Texte source>
──────────
Si le président américain Joe Biden a tenu sa promesse de campagne de reconnaître le génocide arménien, il a souillé cette reconnaissance en autorisant de nouvelles ventes de matériel militaire à l’Azerbaïdjan. Cela a convaincu Aliyev qu’il pouvait s’en tirer à bon compte. En effet, l’agression azerbaïdjanaise contre l’Artsakh, mais aussi contre l’Arménie proprement dite, s’est développée en proportion directe de l’équivalence morale de Blinken et de son équipe et de leur incapacité à désigner l’agression azerbaïdjanaise comme la source du problème. Les fonctionnaires du département d’État, depuis Blinken jusqu’aux plus anciens, ont fondé leurs déclarations moins sur la clarté morale que sur le « poulet de Kiev ».

 

Yuri Kim prend une mauvaise situation et l’aggrave

Il est malheureusement ironique de constater que M. Biden, qui avait promis en tant que candidat de s’opposer aux génocides et avait pris sous son aile l’auteur de « A Problem from Hell », Samantha Power, semble aujourd’hui, par négligence ou incompétence, donner le feu vert à l’éradication de la plus ancienne communauté chrétienne de la région.
──────────
Tâche donnée A> Indiquez combien de lignes de la liste ci-dessous contiennent la chaîne « rooster », en tenant compte de la casse. Donnez seulement ce nombre.

Liste fournie>
──────────
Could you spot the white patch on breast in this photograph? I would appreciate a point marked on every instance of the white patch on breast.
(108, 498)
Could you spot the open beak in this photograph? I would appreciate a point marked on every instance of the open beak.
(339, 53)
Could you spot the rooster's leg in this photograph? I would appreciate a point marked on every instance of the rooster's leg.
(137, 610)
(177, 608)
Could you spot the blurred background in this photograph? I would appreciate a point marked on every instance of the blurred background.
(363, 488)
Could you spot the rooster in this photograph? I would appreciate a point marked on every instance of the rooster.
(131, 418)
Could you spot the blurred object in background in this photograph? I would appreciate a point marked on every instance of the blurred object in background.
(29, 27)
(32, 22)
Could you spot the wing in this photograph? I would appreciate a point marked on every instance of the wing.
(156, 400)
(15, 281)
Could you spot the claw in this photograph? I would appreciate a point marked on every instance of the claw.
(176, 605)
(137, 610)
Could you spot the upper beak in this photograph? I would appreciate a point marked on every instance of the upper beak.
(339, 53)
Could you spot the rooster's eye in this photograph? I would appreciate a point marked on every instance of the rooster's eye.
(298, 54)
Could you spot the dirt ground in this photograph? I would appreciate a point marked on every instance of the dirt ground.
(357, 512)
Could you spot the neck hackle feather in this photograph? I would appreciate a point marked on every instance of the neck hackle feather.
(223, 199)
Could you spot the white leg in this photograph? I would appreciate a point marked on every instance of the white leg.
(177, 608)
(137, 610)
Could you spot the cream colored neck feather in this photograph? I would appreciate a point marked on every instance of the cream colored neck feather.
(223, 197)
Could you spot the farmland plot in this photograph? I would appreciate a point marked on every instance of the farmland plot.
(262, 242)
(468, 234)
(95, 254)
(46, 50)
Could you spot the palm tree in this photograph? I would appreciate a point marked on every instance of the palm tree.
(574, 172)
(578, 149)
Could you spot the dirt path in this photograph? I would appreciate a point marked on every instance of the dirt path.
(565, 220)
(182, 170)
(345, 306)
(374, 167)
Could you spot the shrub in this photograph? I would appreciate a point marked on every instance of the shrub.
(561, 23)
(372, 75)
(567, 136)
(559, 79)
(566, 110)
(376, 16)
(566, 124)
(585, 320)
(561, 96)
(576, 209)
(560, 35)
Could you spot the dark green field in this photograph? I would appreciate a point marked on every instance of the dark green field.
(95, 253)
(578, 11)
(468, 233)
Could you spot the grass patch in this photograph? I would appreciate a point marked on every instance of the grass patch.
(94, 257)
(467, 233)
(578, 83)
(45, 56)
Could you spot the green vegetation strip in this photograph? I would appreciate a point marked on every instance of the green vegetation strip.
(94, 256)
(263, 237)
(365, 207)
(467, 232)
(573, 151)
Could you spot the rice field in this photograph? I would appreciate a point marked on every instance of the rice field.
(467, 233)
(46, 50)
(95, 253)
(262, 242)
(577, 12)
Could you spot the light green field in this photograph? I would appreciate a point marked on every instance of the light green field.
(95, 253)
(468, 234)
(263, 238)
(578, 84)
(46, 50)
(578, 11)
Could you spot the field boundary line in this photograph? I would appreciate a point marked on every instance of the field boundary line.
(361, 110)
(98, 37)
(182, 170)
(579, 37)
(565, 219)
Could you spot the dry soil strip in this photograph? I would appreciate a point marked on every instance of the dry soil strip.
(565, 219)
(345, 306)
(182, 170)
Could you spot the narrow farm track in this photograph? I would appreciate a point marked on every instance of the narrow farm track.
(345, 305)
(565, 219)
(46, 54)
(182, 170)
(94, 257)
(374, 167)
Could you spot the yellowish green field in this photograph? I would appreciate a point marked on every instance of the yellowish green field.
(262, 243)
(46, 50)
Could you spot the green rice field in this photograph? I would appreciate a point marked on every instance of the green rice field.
──────────
Tâche donnée B> Reprenez le texte sur la politique américaine face à l'Azerbaïdjan et à l'Arménie, en enchaînant après sa dernière phrase.

Réponse rédigée A> 3

Réponse rédigée B>
Au quotidien, cependant, ni M. Biden ni M. Blinken ne prennent la direction des opérations dans le Caucase. C’est le secrétaire d’État adjoint par intérim, Yuri Kim, qui a récemment occupé le poste d’ambassadeur des États-Unis en Albanie, qui s’en charge. Ce n’est pas une coïncidence si la crise actuelle s’est accélérée sous le mandat de M. Kim en tant que secrétaire d’État adjoint. Au sein du département d’État, l’ambition de Mme Kim d’être ambassadrice en Turquie est un secret de polichinelle, si l’on en croit les commentaires qu’elle a faits à ses collègues et à d’autres personnes lorsqu’elle était conseillère politique à l’ambassade des États-Unis à Ankara. Il se peut donc qu’une partie de son équivalence morale face à l’agression croissante de la Turquie et de l’Azerbaïdjan contre l’Arménie et l’Artsakh soit simplement de l’autocensure afin d’apaiser ceux qu’elle espère être ses futurs hôtes, ou peut-être que son équivalence morale est tout simplement son style. Quoi qu’il en soit, sa réaction par défaut tend à exacerber le conflit et à saper les intérêts américains.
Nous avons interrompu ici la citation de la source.